[Data entries start]

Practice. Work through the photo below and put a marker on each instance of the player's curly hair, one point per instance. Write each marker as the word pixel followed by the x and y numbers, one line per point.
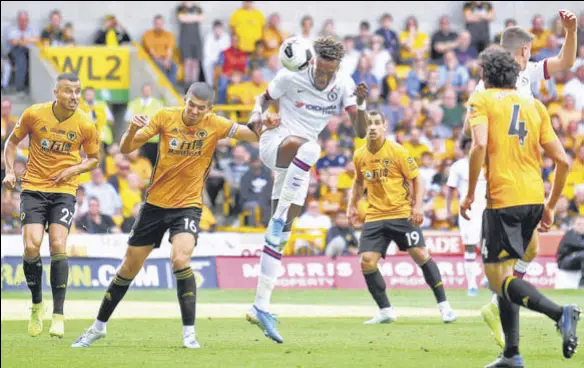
pixel 329 49
pixel 500 70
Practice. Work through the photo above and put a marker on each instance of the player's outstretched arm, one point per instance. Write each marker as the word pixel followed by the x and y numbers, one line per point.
pixel 131 140
pixel 9 156
pixel 567 56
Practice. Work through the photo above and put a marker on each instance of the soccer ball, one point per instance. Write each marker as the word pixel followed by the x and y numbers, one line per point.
pixel 296 53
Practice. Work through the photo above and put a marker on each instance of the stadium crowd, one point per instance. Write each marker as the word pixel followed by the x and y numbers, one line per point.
pixel 419 81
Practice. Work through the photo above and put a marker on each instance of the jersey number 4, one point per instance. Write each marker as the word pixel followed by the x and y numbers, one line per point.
pixel 517 127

[Data entries end]

• [Written exercise]: Please reproduce every one of the lines above word for word, leaving out the pictures.

• [The response]:
Practice. Work through the photo below and put a marker on each instance of the player's curly hair, one point per instance. Write each marker as the word pixel followed by the x and y numbers, one line per point.
pixel 329 49
pixel 500 70
Practice. Work through the photo above and put a marker on each instance of the player's outstretched arm, one point per instance. Write each marker as the word pixel followed by the x and y numbers, one line per point.
pixel 131 140
pixel 9 156
pixel 567 56
Practice. Work through the photo above and put a marker on each instance of the soccer ball, one point per instance. Write each marker as the word pixel followed by the x and y numbers, one line per point.
pixel 296 53
Practice. Work through the photo above and put a marker on each instance of the stadium crowd, one point per instance. Write each marker as the word pixel followed by the x and y numbers, one line per point.
pixel 419 81
Practice. Work through the photo above and put a marker on each instance of the jersey number 4, one point per instance. Write each marker as the word pixel followed by the x and y numbers, one line per point.
pixel 517 127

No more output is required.